Available data:
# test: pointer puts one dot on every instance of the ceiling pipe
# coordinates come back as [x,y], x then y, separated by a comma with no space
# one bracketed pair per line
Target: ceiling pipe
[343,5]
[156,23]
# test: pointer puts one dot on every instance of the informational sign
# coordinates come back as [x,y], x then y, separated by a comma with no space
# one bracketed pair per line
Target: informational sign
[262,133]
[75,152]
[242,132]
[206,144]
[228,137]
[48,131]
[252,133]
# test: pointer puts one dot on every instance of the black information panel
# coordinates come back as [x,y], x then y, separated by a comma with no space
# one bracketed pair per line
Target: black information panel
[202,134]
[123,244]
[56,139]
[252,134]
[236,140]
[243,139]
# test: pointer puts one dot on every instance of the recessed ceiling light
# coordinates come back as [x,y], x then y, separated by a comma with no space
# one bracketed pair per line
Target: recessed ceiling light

Exercise requirements: From the first line of the data above to the line containing "the informational sign", repeat everything exactly and add nothing.

Output:
# test: pointer puts one dot on every instance of the ceiling pipe
# coordinates come back as [x,y], x then y, separated by a comma with no space
# one bracketed pair per line
Target: ceiling pipe
[343,5]
[156,23]
# test: pointer puts one dot on every instance of the informational sign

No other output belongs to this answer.